As US platforms look to replicate some of this functionality, China provides us with a model of how social will likely evolve for commerce in the west.

Shopper thinking will be crucial to navigate social commerce

Today, brands have more opportunities to interact with people than ever, across an increasing number of digital touchpoints. Digital and social platforms have succeeded at meeting new customer expectations, with values such as convenience, ease of use, customisation and control redefining the shopping experience.

It’s not surprising, then, that social media is uniquely positioned to deliver on these needs. Based on our research, however, social will remain a nuanced and highly intricate channel. Careful consideration of different shopper motivations and barriers, as well as brand experience across the shopper journey, will be key to maximising shoppability across brands’ social media channels.

Consumer behaviour in this channel is anything but homogenous; in fact, our research suggests adoption of social commerce will differ by age. Being able to buy within platform would encourage 75% of 21- to 34-year-olds to purchase with a brand, suggesting that demographic differences will necessitate careful persona planning.

Price also seems to be a determining factor in whether or not someone would purchase on social, with our research suggesting that big-ticket items such as travel and luxury are much less popular than more affordable items.

Different categories also differ in their appeal, with respondents ranking fashion, beauty, wellbeing and grocery as the categories they would most like to shop for on social.

Taken as a whole, these findings are representative of a shift towards social media as a new and growing e-commerce channel, but they also demonstrate a need for smart planning. For brands, understanding where, when and how to activate a social commerce strategy as part of a connected shopper experience will be key as we move into 2021.

Social platforms at different levels of readiness

Another consideration is that the platforms themselves are at different levels of ‘readiness’ when it comes to social commerce.

Instagram, for example, has beta-tested its Checkout feature, which allows users to search and shop directly within the app. The mass rollout of this feature will transform how people shop with brands online, making it more convenient to shop not only directly from a brand’s posts, but from influencer posts too. These platform changes will make the social shopping experience on Instagram feel effortless and seamless – all the way from discovery to purchase.

The rollout of Shops across Facebook, meanwhile, allows brands to create digital storefronts, with links to purchase products either on the retailer’s website or directly within Facebook itself.
+--
* _Stated task 1_
Translate into Spanish this sentence from the social commerce text: "Another consideration is that the platforms themselves are at different levels of ‘readiness’ when it comes to social commerce."
* _Stated task 2_
According to the social commerce text, what percentage of 21- to 34-year-olds would be encouraged to purchase with a brand if they could buy within the platform?
* _Stated task 3_
Quote the social commerce text, everything from "Different categories also" down to "move into 2021.".

* _Supplied information_
+--
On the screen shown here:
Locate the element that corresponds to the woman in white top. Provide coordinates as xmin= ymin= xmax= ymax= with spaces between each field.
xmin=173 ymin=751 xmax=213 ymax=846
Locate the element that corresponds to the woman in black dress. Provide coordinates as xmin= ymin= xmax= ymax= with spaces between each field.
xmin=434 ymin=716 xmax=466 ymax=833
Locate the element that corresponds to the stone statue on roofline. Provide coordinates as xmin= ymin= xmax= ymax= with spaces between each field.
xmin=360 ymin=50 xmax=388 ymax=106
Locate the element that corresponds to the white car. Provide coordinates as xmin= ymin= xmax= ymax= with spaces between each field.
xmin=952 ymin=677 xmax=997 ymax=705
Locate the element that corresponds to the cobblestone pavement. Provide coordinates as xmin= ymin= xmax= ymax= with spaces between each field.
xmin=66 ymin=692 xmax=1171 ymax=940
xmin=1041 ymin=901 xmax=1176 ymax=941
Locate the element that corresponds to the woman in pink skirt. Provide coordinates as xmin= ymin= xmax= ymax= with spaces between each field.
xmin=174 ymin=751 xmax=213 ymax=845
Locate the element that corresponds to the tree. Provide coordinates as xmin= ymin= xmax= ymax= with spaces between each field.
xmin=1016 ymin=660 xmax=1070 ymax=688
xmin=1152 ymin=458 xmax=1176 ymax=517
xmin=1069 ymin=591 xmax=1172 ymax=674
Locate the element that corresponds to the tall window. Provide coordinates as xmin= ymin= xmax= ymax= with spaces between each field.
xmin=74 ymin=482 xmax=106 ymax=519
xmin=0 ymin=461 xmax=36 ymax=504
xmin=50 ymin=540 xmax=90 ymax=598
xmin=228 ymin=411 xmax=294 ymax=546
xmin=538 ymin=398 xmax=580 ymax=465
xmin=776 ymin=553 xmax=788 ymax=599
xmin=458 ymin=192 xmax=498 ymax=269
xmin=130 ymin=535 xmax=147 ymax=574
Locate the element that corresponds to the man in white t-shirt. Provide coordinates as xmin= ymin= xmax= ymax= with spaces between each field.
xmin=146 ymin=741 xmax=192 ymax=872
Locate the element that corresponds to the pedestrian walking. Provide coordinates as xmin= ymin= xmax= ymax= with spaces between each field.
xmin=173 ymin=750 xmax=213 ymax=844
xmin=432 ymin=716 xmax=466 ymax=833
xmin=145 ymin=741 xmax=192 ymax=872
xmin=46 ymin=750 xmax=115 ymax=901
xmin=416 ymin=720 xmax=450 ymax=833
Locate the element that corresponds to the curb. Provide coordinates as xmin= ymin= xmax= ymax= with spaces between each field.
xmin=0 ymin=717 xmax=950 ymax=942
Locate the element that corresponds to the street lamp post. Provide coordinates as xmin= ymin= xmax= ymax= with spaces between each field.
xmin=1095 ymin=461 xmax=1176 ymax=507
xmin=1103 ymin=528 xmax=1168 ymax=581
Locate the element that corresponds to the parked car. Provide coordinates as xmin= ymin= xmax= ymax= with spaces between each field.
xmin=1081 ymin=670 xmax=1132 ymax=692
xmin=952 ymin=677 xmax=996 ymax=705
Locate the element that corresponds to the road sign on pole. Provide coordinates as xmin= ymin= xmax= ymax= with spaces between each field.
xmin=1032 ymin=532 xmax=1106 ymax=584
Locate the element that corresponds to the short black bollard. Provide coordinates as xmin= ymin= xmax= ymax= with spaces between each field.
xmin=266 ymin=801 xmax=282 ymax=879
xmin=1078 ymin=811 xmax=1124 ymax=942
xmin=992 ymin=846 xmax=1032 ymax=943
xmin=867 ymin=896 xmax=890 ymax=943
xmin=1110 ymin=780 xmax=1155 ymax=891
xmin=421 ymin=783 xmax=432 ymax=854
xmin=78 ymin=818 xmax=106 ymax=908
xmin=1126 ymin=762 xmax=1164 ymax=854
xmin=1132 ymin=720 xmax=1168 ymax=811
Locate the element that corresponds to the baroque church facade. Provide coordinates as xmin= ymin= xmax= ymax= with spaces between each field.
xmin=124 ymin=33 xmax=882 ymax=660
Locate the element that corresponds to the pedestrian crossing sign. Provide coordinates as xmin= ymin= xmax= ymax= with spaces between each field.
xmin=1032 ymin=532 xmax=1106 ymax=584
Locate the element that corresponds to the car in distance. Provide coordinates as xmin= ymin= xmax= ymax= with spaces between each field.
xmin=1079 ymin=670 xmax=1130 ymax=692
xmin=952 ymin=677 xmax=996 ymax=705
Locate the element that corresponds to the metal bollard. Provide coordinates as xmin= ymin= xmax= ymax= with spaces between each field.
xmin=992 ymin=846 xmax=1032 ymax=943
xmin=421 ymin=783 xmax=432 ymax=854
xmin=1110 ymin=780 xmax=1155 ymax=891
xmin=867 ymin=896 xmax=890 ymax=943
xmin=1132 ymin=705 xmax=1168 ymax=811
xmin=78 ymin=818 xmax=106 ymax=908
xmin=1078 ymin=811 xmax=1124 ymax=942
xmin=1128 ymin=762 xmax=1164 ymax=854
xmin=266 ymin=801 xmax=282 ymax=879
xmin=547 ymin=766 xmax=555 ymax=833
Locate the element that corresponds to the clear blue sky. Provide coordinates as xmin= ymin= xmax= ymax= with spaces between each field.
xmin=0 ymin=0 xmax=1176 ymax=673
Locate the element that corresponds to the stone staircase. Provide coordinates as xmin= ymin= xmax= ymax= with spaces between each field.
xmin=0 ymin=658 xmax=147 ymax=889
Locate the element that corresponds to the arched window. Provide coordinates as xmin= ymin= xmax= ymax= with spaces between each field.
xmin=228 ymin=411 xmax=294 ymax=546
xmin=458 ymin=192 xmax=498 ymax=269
+--
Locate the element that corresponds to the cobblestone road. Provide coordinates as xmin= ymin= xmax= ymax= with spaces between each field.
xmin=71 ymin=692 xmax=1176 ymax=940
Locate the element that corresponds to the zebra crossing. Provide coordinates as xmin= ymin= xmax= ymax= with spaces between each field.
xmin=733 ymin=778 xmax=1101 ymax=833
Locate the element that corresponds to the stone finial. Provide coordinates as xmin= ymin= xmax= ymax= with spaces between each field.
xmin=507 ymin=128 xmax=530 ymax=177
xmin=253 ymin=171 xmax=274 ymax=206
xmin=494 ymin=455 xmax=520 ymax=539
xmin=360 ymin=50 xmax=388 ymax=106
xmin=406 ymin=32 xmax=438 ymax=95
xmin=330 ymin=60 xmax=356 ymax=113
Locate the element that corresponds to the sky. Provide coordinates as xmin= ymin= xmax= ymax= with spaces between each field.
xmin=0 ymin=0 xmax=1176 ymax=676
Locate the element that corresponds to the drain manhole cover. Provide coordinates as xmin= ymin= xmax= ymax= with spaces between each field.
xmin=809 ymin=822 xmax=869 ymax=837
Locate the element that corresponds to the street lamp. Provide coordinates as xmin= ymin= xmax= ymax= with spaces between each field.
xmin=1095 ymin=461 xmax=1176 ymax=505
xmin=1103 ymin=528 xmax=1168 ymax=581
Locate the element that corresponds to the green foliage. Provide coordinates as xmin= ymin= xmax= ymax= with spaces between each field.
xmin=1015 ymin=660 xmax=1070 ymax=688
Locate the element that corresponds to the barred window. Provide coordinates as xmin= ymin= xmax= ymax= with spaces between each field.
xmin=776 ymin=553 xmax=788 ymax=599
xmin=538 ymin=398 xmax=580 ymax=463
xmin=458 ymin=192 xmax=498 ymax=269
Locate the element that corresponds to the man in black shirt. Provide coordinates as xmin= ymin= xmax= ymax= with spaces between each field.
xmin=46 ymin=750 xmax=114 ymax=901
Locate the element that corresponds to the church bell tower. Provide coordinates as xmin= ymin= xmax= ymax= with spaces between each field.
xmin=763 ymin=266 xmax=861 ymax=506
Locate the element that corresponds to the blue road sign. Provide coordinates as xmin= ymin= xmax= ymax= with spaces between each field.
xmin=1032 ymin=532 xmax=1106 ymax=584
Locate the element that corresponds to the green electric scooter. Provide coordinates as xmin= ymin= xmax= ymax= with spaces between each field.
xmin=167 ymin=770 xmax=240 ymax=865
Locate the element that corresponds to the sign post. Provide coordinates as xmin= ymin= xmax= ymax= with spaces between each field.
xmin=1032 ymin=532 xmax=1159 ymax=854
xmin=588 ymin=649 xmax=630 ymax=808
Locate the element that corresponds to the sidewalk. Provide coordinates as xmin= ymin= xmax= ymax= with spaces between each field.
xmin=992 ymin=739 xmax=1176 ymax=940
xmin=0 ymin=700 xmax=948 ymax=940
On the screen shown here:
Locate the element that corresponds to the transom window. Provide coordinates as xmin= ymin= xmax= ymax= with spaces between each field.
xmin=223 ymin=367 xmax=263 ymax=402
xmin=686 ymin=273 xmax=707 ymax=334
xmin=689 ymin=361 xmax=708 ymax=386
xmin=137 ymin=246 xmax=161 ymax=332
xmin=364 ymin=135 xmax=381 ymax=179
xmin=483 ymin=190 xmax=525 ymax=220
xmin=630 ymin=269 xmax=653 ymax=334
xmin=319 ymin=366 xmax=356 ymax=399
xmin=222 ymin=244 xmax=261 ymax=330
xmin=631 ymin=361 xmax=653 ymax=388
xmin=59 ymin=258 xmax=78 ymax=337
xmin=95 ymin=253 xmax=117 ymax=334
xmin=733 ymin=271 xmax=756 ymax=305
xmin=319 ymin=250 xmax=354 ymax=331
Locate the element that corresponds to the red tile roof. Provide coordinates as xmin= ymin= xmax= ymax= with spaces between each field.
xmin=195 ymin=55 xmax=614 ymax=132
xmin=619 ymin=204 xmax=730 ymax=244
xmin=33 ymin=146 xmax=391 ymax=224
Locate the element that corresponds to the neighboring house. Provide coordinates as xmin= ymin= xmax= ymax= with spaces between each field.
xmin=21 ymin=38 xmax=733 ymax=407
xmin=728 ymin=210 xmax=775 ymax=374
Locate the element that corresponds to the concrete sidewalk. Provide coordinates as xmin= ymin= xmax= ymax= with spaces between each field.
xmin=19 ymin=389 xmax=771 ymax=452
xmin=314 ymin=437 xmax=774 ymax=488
+--
* _Exercise solution 1_
Otra consideración es que las propias plataformas se encuentran en distintos niveles de "preparación" en lo que respecta al comercio social.

* _Exercise solution 2_
75%

* _Exercise solution 3_
Different categories also differ in their appeal, with respondents ranking fashion, beauty, wellbeing and grocery as the categories they would most like to shop for on social.

Taken as a whole, these findings are representative of a shift towards social media as a new and growing e-commerce channel, but they also demonstrate a need for smart planning. For brands, understanding where, when and how to activate a social commerce strategy as part of a connected shopper experience will be key as we move into 2021.